Instructions for the task:
Go from the first line below to the one with "127L224 113L215 107L206" and print each line exactly.

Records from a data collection
================================

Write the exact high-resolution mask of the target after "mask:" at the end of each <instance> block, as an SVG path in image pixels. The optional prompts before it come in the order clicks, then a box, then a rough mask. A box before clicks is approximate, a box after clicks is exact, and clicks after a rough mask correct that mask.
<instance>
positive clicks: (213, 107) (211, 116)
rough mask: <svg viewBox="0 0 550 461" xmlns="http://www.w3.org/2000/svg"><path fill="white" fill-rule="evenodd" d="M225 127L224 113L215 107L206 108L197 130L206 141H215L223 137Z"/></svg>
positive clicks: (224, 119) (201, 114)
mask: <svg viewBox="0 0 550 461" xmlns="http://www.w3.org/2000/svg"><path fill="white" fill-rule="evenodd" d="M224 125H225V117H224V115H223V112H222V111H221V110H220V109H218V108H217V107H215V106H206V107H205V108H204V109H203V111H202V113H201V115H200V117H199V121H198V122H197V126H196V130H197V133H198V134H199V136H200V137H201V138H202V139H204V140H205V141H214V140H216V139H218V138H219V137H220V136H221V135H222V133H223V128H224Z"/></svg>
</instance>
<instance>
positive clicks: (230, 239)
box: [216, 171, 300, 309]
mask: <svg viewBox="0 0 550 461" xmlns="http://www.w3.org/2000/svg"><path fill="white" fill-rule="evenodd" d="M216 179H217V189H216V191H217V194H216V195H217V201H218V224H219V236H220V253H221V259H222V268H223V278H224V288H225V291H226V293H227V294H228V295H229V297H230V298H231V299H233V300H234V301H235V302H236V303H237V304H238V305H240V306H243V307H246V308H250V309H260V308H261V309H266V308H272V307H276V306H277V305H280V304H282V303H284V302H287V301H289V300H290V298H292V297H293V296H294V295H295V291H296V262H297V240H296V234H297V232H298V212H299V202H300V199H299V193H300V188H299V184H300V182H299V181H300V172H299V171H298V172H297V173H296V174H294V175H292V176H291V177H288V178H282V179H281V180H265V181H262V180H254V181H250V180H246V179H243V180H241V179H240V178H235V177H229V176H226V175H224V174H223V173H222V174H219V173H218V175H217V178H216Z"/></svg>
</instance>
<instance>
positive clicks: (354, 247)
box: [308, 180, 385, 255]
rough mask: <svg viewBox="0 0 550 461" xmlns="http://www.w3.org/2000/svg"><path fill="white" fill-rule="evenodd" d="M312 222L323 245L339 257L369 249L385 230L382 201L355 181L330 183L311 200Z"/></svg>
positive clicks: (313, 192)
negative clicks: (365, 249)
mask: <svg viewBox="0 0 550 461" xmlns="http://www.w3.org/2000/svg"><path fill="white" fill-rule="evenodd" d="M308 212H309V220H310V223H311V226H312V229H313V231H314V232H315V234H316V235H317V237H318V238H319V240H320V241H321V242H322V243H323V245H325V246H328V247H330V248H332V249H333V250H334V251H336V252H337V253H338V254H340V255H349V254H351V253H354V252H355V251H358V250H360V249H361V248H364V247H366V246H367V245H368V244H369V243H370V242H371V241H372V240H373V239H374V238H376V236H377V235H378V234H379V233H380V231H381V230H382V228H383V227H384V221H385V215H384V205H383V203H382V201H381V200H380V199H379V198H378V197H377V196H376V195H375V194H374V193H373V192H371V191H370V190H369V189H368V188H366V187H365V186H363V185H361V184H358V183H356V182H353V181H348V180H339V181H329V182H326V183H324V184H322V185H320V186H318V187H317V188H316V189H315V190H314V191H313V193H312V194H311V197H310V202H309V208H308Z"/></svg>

================================

Reply to the task:
Write the exact high-resolution mask of the target after "mask:" at the end of each <instance> block, as an SVG path in image pixels. The optional prompts before it come in the order clicks, then a box, then a rough mask. A box before clicks is approximate, a box after clicks is exact, and clicks after a rough mask correct that mask.
<instance>
positive clicks: (213, 107) (211, 116)
rough mask: <svg viewBox="0 0 550 461" xmlns="http://www.w3.org/2000/svg"><path fill="white" fill-rule="evenodd" d="M225 127L224 113L215 107L206 108L197 130L206 141H215L223 137Z"/></svg>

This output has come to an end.